>> BEGIN
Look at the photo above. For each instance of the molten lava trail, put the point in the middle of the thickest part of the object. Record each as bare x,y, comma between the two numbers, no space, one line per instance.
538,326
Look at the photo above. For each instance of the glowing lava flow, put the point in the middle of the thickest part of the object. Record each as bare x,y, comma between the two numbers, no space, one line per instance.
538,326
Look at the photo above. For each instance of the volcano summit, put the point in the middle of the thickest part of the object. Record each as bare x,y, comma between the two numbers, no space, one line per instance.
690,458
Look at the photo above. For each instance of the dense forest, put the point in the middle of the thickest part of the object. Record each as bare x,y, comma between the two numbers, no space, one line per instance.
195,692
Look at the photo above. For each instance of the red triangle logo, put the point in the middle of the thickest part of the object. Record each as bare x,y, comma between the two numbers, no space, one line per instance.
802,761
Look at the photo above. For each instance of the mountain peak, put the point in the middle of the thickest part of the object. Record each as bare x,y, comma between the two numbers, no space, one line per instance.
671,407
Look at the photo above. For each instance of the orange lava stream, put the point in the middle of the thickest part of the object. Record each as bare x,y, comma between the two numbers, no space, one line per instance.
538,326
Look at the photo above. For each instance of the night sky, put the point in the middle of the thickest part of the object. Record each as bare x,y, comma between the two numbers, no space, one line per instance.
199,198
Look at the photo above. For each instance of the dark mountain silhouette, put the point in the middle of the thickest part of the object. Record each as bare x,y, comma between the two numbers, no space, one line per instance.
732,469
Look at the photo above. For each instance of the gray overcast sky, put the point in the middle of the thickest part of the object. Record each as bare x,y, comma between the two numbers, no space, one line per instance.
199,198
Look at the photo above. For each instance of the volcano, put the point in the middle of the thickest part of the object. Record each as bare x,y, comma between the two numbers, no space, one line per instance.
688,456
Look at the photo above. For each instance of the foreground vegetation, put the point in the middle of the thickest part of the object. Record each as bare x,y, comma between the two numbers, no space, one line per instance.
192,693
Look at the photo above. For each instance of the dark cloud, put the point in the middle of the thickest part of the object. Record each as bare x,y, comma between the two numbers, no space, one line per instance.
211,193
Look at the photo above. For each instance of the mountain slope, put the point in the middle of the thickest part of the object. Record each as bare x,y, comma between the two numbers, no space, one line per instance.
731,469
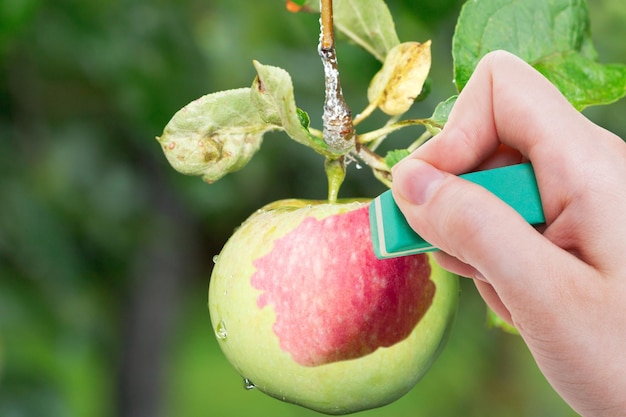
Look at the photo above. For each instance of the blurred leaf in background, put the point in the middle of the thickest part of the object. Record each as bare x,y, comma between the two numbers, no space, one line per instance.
105,251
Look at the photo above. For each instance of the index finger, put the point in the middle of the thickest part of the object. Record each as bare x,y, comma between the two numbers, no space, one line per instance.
495,109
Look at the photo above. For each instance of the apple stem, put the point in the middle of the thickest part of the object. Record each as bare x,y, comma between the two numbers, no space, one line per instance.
336,173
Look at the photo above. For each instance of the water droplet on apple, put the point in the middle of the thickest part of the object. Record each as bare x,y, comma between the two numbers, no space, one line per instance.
220,331
247,384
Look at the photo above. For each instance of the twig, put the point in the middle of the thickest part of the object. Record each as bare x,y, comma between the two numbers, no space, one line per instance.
337,118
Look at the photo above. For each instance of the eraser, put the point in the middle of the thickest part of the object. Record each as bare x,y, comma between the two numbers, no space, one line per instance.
392,236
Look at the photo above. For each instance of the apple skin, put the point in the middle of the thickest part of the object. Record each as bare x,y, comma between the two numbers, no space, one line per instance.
302,308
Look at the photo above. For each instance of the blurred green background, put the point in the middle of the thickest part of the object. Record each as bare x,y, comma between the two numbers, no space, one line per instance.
105,251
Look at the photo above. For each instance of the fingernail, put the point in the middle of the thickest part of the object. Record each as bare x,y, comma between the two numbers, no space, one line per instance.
416,181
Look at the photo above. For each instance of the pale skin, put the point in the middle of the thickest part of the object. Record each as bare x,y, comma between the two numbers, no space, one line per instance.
563,285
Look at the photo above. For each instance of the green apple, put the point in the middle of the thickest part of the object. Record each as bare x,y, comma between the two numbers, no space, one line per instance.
303,309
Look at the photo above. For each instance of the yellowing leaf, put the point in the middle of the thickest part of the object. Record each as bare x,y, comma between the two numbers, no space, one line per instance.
400,80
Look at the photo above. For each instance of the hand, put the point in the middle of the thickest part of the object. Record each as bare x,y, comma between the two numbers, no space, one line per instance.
562,285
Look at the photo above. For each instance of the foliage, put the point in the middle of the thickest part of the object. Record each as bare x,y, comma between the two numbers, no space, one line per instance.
104,253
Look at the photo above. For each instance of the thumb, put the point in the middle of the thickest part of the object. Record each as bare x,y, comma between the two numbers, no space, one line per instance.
474,226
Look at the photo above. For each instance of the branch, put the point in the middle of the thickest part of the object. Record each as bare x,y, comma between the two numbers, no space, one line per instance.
338,127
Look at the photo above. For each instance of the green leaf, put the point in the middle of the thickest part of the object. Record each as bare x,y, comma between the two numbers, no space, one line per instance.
584,81
495,321
395,156
552,35
273,96
435,123
214,135
368,23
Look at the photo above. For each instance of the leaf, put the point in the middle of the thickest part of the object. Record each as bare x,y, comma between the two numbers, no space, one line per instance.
436,122
273,96
368,23
585,82
214,135
399,82
552,35
496,322
395,156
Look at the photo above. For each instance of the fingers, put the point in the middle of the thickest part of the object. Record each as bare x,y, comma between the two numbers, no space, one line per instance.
496,109
474,226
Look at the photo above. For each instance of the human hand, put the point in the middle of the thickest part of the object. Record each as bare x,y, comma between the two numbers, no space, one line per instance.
562,285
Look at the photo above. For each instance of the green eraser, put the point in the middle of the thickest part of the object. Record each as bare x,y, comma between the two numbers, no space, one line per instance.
392,236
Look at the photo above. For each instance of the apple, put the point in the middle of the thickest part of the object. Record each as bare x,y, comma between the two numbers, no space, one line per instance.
306,313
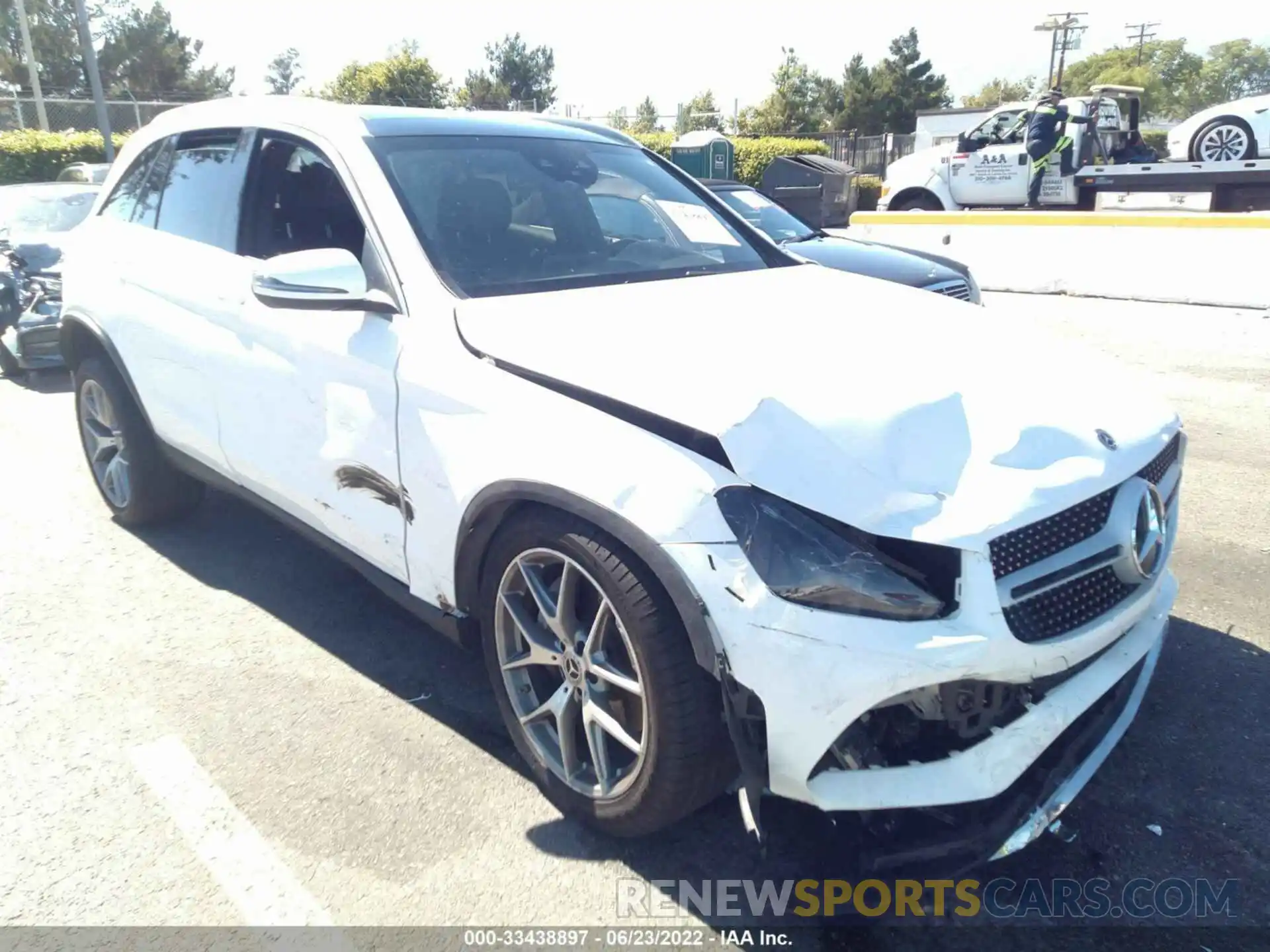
>> END
# Task statement
Extract every line of the data above that contains the string "yellowing", and treat uppercase and lowercase letters as distinct.

# Task output
Look at the photo above. For each instance of the yellowing leaf, put the point in the middle of the thickest part of the object. Record each as bare x,y, comma between the two numbers, no space, one line per instance.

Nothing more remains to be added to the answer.